[Dataset entries]
*** Block opens ***

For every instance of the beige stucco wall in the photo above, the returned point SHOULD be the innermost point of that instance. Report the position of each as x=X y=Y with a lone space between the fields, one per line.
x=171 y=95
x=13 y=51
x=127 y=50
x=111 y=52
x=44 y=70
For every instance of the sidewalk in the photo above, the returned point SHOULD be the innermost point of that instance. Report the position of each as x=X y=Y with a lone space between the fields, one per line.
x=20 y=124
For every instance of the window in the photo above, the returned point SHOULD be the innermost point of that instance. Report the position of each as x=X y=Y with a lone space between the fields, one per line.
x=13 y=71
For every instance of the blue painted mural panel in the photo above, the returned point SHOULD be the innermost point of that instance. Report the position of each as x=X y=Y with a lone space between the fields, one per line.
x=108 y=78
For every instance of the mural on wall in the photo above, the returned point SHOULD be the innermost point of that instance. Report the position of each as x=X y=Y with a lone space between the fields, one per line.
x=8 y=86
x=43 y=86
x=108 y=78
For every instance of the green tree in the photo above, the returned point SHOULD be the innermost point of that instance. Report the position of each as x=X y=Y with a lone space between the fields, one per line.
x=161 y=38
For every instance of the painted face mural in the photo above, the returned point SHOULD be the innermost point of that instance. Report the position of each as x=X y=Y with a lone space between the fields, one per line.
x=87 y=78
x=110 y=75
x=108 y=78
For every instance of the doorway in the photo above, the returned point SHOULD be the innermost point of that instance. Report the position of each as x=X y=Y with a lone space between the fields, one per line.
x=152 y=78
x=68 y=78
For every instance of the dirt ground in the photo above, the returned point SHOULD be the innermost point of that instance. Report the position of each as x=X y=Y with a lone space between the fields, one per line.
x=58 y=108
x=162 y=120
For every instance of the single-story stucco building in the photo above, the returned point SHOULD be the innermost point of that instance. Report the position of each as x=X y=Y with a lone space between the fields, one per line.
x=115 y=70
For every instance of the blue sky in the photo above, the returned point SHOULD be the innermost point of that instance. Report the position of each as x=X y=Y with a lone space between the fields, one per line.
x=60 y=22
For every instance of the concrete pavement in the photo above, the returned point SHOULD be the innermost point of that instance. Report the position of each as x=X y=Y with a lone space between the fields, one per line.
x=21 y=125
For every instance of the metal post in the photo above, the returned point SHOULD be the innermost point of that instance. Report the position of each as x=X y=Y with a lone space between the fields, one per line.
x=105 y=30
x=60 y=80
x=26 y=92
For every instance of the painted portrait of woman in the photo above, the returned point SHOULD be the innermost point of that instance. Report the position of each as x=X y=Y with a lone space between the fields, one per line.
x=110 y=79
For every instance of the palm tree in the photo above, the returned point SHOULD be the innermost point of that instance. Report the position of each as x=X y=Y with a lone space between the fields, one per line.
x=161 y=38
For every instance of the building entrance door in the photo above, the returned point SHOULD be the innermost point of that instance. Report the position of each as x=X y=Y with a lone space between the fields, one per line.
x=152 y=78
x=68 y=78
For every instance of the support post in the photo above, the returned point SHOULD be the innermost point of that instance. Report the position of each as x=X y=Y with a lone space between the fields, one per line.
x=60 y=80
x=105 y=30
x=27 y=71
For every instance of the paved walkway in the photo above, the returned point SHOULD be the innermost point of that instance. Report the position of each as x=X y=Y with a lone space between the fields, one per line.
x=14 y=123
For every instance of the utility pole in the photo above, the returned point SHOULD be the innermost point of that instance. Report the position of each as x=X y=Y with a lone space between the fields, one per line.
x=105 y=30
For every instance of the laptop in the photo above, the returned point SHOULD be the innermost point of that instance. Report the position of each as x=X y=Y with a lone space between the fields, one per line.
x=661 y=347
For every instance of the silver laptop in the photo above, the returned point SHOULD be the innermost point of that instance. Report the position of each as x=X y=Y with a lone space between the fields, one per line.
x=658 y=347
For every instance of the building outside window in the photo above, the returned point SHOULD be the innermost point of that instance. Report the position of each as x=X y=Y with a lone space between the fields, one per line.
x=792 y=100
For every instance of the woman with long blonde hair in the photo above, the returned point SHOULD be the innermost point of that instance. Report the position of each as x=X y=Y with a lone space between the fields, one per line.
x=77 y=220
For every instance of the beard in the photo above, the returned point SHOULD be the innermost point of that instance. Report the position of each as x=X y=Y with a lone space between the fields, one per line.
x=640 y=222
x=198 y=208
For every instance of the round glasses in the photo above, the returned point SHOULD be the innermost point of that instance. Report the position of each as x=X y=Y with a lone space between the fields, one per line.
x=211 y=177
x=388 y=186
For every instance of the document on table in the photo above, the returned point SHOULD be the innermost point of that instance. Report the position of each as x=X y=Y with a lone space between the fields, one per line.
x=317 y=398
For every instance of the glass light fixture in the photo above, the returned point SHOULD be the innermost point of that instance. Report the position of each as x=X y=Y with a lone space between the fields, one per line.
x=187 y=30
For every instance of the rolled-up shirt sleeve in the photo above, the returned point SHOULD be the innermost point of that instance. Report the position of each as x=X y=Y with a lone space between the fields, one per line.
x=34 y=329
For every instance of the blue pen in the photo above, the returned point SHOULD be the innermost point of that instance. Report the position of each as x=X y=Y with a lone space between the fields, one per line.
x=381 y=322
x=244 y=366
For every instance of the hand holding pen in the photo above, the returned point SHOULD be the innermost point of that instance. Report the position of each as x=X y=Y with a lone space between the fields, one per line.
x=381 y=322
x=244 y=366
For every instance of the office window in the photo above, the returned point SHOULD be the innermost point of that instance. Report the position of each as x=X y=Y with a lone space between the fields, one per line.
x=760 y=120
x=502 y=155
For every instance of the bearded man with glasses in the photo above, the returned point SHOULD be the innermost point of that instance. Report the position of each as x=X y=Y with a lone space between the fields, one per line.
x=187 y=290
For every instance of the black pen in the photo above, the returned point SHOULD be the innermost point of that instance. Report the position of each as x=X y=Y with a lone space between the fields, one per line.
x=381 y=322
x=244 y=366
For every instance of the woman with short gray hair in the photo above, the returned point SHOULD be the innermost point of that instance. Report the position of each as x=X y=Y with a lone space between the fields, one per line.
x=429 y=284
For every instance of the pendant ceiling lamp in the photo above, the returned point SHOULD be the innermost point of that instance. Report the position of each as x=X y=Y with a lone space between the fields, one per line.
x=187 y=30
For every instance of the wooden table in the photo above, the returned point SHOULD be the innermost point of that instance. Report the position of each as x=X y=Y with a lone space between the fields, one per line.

*** Block closes ***

__What is expected__. The answer should reproduce each entry above in full.

__Expected answer__.
For every instance of the beige stucco wall in the photo above, the returned point SHOULD be the innermost point of that instance. Report the position of each as x=X y=Y with a lone space between the fields, one per line.
x=171 y=95
x=13 y=51
x=127 y=50
x=111 y=52
x=44 y=70
For every instance of the sidewalk in the photo above, the returned point SHOULD be the innermost point of that instance. Report the position of each as x=X y=Y with a lone space between the fields, one per line.
x=20 y=124
For every instance of the window in the photo above, the returned point SHOULD be the innermost point of that instance. Report the position of each as x=X y=Y with a lone space between the fields, one per line.
x=13 y=71
For every instance of the blue painted mural panel in the photo above, the returned point SHOULD be the innermost point of that instance. Report the position of each as x=X y=Y with a lone space between the fields, one per line.
x=108 y=78
For every instance of the mural on wall in the photo above, the returned point SHOULD be the innermost point of that instance. Report the position of each as x=X y=Y with a lone space between the fields, one per line.
x=8 y=86
x=43 y=86
x=108 y=78
For every instance of the green tree in the photo above, the returned point SHOULD be the innermost point of that instance. Report the position of each as x=X y=Y with a lone space between the fields, one per line.
x=161 y=38
For every instance of the painted face mural in the photo above, the returned point SHOULD be the innermost point of that instance. Report the position of each as x=X y=Y with a lone space between the fields, one per line.
x=87 y=78
x=110 y=75
x=108 y=78
For every instance of the doorway in the photo above, the returned point SHOULD be the innermost point of that instance. Report the position of each as x=X y=Y with a lone space between the fields, one per line.
x=152 y=78
x=68 y=78
For every instance of the dirt ground in the photo above, the returned point SHOULD be the innermost point of that instance. Report the position of each as x=X y=Y with a lone space between the fields, one per line.
x=58 y=108
x=162 y=120
For every instance of the single-story stucco building in the photo above, the returned point SHOULD be the innermost point of that instance. Report the position of each as x=X y=Y with a lone space between the fields, one per line.
x=115 y=70
For every instance of the blue sky in the photo above, the returned point SHOULD be the innermost point of that instance. Report the position of each as x=X y=Y with a lone space between the fields, one per line.
x=60 y=22
For every instance of the concrete pavement in the photo above, the returned point SHOULD be the innermost point of that instance. Report the position of each as x=X y=Y with a lone space between the fields, one per line.
x=21 y=125
For every instance of the metal post in the photo above, the returned point SHOULD be the innermost point of that instance. Report the position of each as x=X y=Y with a lone space between the fields, one per line.
x=105 y=30
x=60 y=80
x=26 y=92
For every instance of the painted portrait of woman in the photo above, the returned point SHOULD be the innermost point of that instance. Report the position of each as x=X y=Y with a lone space between the fields, one per line.
x=110 y=79
For every instance of the palm tree in the photo above, the returned point SHOULD be the innermost point of that instance. Report the position of each as x=X y=Y with a lone space between the fields, one per line.
x=161 y=38
For every instance of the building entrance door in the photo above, the returned point SHOULD be the innermost point of that instance. Report the position of each as x=X y=Y with a lone space between the fields, one per line.
x=152 y=78
x=68 y=78
For every instance of the support post in the photo above, the returned point SHOULD be the innermost point of that instance. Report the position of each as x=X y=Y with a lone space between the fields, one per line.
x=60 y=80
x=105 y=30
x=27 y=71
For every instance of the paved walkway in the photo above, the returned point SHOULD be the innermost point of that instance. Report the position of each as x=X y=Y with a lone space between the fields, one per line.
x=14 y=123
For every instance of the utility pole in the photo above, the returned point SHOULD be the innermost point of that instance. Report the position of each as x=X y=Y with a lone space between the fields, one per line.
x=105 y=30
For every instance of the laptop in the photo above, the returned point SHOULD be the innermost point of that instance. Report the position of each as x=X y=Y with a lone space between the fields, one per line.
x=661 y=347
For every instance of the silver laptop in the photo above, the returned point SHOULD be the innermost point of that instance. Report the position of each as x=X y=Y with a lone space between the fields, one per line.
x=658 y=347
For every instance of the building outside window in the photo above, the returned point SHOULD be the innermost point of that instance. Report the position of each as x=X y=Y with a lone space between the fields, one per line.
x=792 y=100
For every instance of the woman with long blonde hair in the photo above, the returned point SHOULD be the innermost point of that instance. Report the position of each as x=X y=Y with a lone space between the fields, one per line.
x=77 y=220
For every instance of the beard in the photo above, the returned point SHOULD be the innermost point of that instance. Report the position of each as x=X y=Y with a lone space between the fields, one per line.
x=640 y=222
x=198 y=208
For every instance of the round glasses in the photo above, the returned point SHOULD be the innermost point of that instance. Report the position of each as x=X y=Y with a lone space between the fields, one per line.
x=211 y=177
x=388 y=186
For every instance of the document on table in the photo above, the returned point SHOULD be the innermost point of that instance. Report the position of each as x=X y=Y with a lone space between the fields, one per line.
x=317 y=398
For every instance of the glass light fixture in the photo above, the returned point SHOULD be the innermost point of that instance. Report the position of each as x=X y=Y with a lone space between the fields, one per line.
x=187 y=30
For every instance of the rolled-up shirt sleeve in the photo above, the returned point SHOULD be the innermost point of that instance. Report the position of each as x=X y=Y with a lone space between the fields, one per line.
x=34 y=329
For every instance of the blue pen in the photo above, the returned point SHOULD be the innermost point of that instance. Report the position of each as x=X y=Y with a lone space between the fields, one per line.
x=381 y=322
x=244 y=366
For every instance of the hand holding pen in the photo above, the returned point SHOULD be the innermost point of that instance. Report the position of each as x=X y=Y with a lone space between the fields, one per line.
x=381 y=322
x=244 y=366
For every instance of the office window in the photo above, the returned point SHOULD be the innermost point of that instance. Report the position of each as x=X y=Y with a lone space between the fields, one per line.
x=760 y=120
x=502 y=155
For every instance of the bearded man with glasses in the photo above, the returned point SHOULD be the innermost point of that instance. Report the position of each as x=X y=Y with a lone space between the fields, one per line.
x=187 y=290
For every instance of the black pen in the photo above, the returned point SHOULD be the innermost point of that instance. Report the position of each as x=X y=Y with a lone space between the fields, one per line.
x=381 y=322
x=244 y=366
For every instance of the woman with short gray hair in the photo above, the returned point SHOULD be the innermost point of that instance. Report the position of each as x=X y=Y with a lone space between the fields, one per line.
x=429 y=284
For every instance of the pendant ceiling lamp in the photo above, the returned point SHOULD be the innermost point of that instance. Report the position of each as x=X y=Y with a lone space between the fields, one per line.
x=187 y=30
For every instance of the wooden table in the photo above, the returned point SHOULD be the innermost point of that instance. Report the position of each as x=X y=Y with a lone space between the fields, one per line.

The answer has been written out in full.